======== DATA FOR THE TASK

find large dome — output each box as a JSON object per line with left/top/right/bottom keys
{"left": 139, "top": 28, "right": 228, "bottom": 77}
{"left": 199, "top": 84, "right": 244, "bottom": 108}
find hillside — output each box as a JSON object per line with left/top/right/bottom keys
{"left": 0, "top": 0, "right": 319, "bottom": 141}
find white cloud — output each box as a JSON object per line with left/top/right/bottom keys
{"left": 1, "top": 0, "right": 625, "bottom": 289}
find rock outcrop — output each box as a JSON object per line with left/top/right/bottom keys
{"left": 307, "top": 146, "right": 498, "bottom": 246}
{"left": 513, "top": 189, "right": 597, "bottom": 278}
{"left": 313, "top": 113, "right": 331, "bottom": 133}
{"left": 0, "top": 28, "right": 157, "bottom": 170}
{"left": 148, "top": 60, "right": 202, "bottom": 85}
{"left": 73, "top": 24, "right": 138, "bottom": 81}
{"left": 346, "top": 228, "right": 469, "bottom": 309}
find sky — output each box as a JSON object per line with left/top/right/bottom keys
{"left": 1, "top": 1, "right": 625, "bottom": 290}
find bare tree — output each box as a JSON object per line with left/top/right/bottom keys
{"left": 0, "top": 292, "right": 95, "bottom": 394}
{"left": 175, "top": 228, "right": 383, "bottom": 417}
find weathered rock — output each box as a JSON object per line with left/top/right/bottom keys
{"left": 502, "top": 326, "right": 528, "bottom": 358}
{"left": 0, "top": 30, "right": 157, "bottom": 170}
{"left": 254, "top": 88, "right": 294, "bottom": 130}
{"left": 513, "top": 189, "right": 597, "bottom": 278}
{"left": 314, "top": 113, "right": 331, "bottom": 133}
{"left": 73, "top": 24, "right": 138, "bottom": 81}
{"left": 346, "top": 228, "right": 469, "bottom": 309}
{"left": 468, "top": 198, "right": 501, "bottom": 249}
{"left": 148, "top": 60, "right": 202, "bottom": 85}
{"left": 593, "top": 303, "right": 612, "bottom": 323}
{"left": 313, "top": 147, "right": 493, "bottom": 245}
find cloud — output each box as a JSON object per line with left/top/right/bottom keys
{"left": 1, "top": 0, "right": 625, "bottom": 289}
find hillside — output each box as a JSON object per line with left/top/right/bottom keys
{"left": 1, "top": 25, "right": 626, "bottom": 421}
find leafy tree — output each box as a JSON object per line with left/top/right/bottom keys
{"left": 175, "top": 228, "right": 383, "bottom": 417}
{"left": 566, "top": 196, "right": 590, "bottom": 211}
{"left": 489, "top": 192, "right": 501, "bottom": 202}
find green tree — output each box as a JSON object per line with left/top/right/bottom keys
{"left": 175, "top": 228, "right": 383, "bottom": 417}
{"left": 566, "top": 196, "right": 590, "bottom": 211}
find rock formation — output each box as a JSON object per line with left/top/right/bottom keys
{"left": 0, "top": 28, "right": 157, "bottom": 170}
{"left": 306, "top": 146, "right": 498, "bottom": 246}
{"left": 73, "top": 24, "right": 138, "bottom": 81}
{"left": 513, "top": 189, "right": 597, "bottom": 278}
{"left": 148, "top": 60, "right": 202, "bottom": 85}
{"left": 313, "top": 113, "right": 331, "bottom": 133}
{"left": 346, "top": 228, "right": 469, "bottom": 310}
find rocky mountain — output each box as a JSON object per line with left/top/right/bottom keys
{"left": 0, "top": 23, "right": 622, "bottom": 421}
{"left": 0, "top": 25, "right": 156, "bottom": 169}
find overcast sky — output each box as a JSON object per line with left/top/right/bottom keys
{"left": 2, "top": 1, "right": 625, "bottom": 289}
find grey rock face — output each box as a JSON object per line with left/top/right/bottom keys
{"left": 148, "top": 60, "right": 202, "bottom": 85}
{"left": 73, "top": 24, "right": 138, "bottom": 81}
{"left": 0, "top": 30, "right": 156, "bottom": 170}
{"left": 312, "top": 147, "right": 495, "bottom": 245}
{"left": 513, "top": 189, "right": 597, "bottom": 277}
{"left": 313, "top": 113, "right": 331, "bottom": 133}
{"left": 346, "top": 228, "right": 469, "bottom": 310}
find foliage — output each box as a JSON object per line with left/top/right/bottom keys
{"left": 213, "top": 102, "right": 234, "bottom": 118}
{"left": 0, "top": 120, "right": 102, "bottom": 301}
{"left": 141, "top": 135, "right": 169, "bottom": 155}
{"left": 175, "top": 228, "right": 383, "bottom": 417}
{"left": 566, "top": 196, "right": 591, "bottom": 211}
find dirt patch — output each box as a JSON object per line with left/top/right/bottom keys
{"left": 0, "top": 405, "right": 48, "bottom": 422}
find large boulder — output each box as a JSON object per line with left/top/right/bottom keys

================

— WORK TO COMPLETE —
Word for word, write out the data.

— RESPONSE AREA —
find large dome — output each box as a JSON object per line with left/top/right/bottom keys
{"left": 139, "top": 28, "right": 228, "bottom": 77}
{"left": 199, "top": 84, "right": 244, "bottom": 108}
find hillside — output each box as a JSON object per line with left/top/right/bottom keys
{"left": 0, "top": 0, "right": 319, "bottom": 141}
find white cloud — output each box as a JSON object per line with left/top/right/bottom keys
{"left": 1, "top": 0, "right": 625, "bottom": 289}
find rock outcrop — output each box as a JSON object per line with left/top/right/bottom keys
{"left": 307, "top": 146, "right": 498, "bottom": 246}
{"left": 513, "top": 189, "right": 597, "bottom": 278}
{"left": 313, "top": 113, "right": 331, "bottom": 133}
{"left": 0, "top": 28, "right": 157, "bottom": 170}
{"left": 148, "top": 60, "right": 202, "bottom": 85}
{"left": 73, "top": 24, "right": 138, "bottom": 81}
{"left": 346, "top": 228, "right": 469, "bottom": 309}
find sky — output each box as a JSON object per line with left/top/right/bottom keys
{"left": 1, "top": 1, "right": 625, "bottom": 290}
find bare tree — output each box as a JSON object per line with left/top/right/bottom keys
{"left": 0, "top": 292, "right": 95, "bottom": 394}
{"left": 175, "top": 228, "right": 383, "bottom": 417}
find weathered rock — output each box as a JSON object per line with left/top/right/bottom keys
{"left": 502, "top": 326, "right": 528, "bottom": 358}
{"left": 0, "top": 30, "right": 157, "bottom": 170}
{"left": 254, "top": 88, "right": 294, "bottom": 130}
{"left": 513, "top": 189, "right": 597, "bottom": 278}
{"left": 314, "top": 113, "right": 331, "bottom": 133}
{"left": 73, "top": 24, "right": 138, "bottom": 81}
{"left": 346, "top": 228, "right": 469, "bottom": 309}
{"left": 468, "top": 198, "right": 501, "bottom": 249}
{"left": 148, "top": 60, "right": 202, "bottom": 85}
{"left": 593, "top": 303, "right": 612, "bottom": 323}
{"left": 313, "top": 147, "right": 493, "bottom": 245}
find cloud — output each box as a JSON object per line with left/top/right/bottom keys
{"left": 1, "top": 0, "right": 625, "bottom": 289}
find hillside — output each box as a JSON object per line with left/top/right/bottom keys
{"left": 1, "top": 25, "right": 626, "bottom": 421}
find leafy tree — output each box as a JSON object per line with left/top/right/bottom keys
{"left": 175, "top": 228, "right": 383, "bottom": 417}
{"left": 566, "top": 196, "right": 590, "bottom": 211}
{"left": 489, "top": 192, "right": 501, "bottom": 202}
find green tree — output each box as a JSON object per line with left/top/right/bottom keys
{"left": 175, "top": 228, "right": 383, "bottom": 417}
{"left": 566, "top": 196, "right": 590, "bottom": 211}
find rock formation — output each box as a JSON object per line with left/top/right/bottom keys
{"left": 0, "top": 28, "right": 157, "bottom": 170}
{"left": 306, "top": 146, "right": 498, "bottom": 246}
{"left": 73, "top": 24, "right": 138, "bottom": 81}
{"left": 513, "top": 189, "right": 597, "bottom": 278}
{"left": 148, "top": 60, "right": 202, "bottom": 85}
{"left": 313, "top": 113, "right": 331, "bottom": 133}
{"left": 346, "top": 228, "right": 469, "bottom": 310}
find rocky mountain — output each box as a JSON object per line with left/top/right/bottom keys
{"left": 0, "top": 23, "right": 622, "bottom": 421}
{"left": 0, "top": 25, "right": 156, "bottom": 169}
find overcast sky — output each box as a JSON object per line with left/top/right/bottom keys
{"left": 2, "top": 1, "right": 625, "bottom": 289}
find grey rock face — output each box as a JSON object per line with left/top/right/bottom keys
{"left": 148, "top": 60, "right": 202, "bottom": 85}
{"left": 73, "top": 24, "right": 138, "bottom": 81}
{"left": 0, "top": 30, "right": 156, "bottom": 170}
{"left": 312, "top": 147, "right": 495, "bottom": 245}
{"left": 513, "top": 189, "right": 597, "bottom": 277}
{"left": 313, "top": 113, "right": 331, "bottom": 133}
{"left": 346, "top": 228, "right": 469, "bottom": 310}
find foliage — output each box as a JSON object per line with left/top/right/bottom keys
{"left": 213, "top": 102, "right": 234, "bottom": 118}
{"left": 0, "top": 120, "right": 102, "bottom": 301}
{"left": 141, "top": 135, "right": 169, "bottom": 155}
{"left": 175, "top": 228, "right": 383, "bottom": 417}
{"left": 566, "top": 196, "right": 591, "bottom": 211}
find dirt patch — output each box as a JSON object per line with left/top/right/bottom keys
{"left": 0, "top": 405, "right": 48, "bottom": 422}
find large boulder — output each box as a JSON object per line with left/top/right/bottom keys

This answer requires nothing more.